In the entries below, find the line containing "Practice step: identify the bald". Write out that line and all lines after it, exactly, and nothing else.

# [Records supplied]
● ● ● ● ● ● ●

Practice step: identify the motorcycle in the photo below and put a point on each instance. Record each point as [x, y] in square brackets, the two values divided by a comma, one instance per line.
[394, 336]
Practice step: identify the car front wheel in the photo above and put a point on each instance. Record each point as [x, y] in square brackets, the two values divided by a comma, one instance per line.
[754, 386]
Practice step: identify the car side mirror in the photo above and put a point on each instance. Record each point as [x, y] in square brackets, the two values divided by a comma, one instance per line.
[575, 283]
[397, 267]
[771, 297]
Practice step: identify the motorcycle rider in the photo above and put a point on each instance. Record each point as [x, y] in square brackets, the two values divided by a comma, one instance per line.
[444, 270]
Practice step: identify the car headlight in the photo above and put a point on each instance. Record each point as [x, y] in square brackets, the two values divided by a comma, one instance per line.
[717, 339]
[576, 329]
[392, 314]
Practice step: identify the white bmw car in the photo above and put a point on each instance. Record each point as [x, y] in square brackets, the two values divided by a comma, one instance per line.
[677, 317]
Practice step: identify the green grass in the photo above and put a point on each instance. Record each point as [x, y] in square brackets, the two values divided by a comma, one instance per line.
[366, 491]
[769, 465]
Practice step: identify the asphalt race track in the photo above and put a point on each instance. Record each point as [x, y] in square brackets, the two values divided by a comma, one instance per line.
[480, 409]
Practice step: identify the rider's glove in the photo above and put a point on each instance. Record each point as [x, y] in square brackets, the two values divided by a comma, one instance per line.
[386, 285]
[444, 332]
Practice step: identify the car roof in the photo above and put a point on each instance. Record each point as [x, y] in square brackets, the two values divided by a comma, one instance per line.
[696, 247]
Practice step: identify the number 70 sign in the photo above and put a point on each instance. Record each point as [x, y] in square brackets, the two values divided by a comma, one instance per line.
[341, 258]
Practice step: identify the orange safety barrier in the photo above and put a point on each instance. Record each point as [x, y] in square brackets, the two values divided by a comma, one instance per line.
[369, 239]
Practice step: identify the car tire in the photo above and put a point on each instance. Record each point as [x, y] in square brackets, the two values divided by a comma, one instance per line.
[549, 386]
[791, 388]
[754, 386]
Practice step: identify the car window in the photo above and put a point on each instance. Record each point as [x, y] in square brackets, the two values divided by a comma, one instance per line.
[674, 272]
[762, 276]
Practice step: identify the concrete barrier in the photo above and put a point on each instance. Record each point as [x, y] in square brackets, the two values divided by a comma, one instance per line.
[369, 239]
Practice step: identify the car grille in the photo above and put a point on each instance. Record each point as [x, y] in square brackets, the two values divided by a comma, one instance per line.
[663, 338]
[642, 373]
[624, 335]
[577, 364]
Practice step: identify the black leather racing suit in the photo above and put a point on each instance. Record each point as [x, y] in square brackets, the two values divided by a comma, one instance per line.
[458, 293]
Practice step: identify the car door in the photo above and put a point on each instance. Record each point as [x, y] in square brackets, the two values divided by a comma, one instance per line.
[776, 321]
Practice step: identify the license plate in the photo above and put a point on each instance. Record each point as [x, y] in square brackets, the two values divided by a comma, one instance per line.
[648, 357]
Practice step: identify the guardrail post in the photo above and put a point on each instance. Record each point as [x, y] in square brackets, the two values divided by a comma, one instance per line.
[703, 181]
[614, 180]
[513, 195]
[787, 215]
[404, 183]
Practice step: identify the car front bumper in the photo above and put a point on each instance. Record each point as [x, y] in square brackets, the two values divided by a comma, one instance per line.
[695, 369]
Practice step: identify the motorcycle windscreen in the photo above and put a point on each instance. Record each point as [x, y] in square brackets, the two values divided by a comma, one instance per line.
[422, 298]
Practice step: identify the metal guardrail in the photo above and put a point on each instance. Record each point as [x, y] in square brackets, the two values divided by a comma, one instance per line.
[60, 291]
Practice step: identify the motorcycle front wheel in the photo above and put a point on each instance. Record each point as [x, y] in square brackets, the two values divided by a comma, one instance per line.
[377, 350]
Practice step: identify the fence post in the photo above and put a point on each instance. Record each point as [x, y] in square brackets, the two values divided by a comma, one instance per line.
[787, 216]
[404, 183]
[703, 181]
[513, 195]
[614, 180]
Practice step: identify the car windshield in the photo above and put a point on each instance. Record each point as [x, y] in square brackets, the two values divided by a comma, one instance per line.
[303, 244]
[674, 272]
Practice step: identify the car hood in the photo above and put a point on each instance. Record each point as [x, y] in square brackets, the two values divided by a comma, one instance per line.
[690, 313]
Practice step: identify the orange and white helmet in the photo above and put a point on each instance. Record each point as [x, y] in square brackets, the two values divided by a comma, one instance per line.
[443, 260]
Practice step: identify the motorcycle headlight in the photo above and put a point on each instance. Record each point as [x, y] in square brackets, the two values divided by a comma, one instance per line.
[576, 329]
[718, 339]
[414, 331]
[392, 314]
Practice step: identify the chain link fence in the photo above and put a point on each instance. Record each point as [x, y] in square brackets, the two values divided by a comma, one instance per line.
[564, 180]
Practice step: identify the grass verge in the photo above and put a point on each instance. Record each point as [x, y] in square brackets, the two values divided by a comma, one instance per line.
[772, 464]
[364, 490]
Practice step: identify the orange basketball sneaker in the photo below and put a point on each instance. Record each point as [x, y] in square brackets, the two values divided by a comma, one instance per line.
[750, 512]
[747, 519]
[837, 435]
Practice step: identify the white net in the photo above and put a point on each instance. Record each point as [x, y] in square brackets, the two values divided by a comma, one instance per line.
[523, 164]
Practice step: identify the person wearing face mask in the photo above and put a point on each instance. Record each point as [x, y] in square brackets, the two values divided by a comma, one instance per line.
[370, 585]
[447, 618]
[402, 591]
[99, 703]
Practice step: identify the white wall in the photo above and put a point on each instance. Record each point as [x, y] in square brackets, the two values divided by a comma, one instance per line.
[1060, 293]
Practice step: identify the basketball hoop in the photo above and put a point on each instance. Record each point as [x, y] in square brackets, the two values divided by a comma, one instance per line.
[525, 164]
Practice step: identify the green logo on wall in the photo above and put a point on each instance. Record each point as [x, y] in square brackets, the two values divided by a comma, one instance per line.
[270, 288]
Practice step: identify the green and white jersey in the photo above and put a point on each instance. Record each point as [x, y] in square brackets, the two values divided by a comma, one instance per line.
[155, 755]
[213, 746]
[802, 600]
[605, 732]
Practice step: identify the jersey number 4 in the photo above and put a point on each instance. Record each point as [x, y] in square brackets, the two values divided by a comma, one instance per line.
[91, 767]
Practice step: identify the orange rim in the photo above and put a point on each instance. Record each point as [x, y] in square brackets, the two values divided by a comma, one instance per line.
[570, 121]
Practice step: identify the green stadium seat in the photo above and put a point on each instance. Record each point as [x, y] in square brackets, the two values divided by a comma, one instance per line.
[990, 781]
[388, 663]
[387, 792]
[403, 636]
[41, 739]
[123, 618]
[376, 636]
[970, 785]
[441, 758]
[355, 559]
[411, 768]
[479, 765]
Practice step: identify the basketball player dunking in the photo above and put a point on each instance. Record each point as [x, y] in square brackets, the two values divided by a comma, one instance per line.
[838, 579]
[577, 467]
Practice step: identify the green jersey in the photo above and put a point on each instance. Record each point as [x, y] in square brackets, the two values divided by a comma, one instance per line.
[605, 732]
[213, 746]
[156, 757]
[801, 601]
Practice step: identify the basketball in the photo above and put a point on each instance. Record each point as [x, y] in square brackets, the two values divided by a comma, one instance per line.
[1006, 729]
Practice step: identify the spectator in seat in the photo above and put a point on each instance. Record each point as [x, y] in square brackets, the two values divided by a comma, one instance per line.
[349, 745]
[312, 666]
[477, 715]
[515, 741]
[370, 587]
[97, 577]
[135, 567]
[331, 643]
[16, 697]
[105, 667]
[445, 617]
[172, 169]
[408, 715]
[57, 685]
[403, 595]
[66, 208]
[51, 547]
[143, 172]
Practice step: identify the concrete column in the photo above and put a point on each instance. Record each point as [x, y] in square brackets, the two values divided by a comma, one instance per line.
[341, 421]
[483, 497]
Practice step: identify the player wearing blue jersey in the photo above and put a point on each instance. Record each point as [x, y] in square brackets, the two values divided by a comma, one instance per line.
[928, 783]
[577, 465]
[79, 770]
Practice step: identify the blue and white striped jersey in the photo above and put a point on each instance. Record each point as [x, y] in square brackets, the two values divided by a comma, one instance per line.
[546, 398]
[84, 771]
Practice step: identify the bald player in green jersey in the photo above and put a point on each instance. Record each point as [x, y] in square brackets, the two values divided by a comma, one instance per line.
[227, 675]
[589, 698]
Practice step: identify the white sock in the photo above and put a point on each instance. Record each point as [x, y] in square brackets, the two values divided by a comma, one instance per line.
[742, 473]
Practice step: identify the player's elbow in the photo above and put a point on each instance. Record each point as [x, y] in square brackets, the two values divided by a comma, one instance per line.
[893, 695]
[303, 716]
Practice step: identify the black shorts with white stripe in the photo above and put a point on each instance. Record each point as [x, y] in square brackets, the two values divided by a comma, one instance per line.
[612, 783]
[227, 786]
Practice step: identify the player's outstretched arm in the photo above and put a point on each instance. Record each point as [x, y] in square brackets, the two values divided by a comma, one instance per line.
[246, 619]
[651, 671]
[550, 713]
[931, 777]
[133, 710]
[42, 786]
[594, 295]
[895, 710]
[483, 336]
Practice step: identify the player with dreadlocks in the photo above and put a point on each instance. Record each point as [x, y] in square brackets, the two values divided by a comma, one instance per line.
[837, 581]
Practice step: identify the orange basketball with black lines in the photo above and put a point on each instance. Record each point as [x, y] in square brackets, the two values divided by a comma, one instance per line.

● ● ● ● ● ● ●

# [Solved problem]
Practice step: identify the bald player in green jersey in the photo above and put a point on each instance. Record each point as [x, y] in square brackets, the two values divided by a comma, one instance per line.
[227, 675]
[589, 698]
Practice step: identify the white sock in the photo above and put a point on each instance. Record each point as [x, y] in square brackets, the two values divided by a comma, one instance per line.
[742, 473]
Practice step: identify the player's elbow in the photo above and put a point on each instance. Record each point as [x, y] in square brackets, the two values divided by a comma, one instance per line.
[893, 695]
[303, 716]
Practice step: identify the black shorts with white stripe in the photo above and put a point on each instance. Record each point as [x, y] in square brackets, the two values divided by a comma, one instance per line.
[612, 783]
[227, 786]
Practice step: identify the player's outstretched arm in the photo above and put a point on each instance. Record each point as [x, y] in square brackets, the two values divided by a comma, one instance per line.
[246, 619]
[651, 671]
[550, 713]
[931, 777]
[133, 710]
[42, 786]
[594, 295]
[895, 710]
[483, 336]
Practice step: identify the player with dreadlocks in the photo above and put a point on each instance. Record each point as [x, y] in square brackets, the two values divided by a comma, one instance per line.
[837, 581]
Practice step: identify the orange basketball with black lines in the photo above and put a point on each instance. Record each point as [x, y] in square brackets, the two values divided by a comma, one instance per line.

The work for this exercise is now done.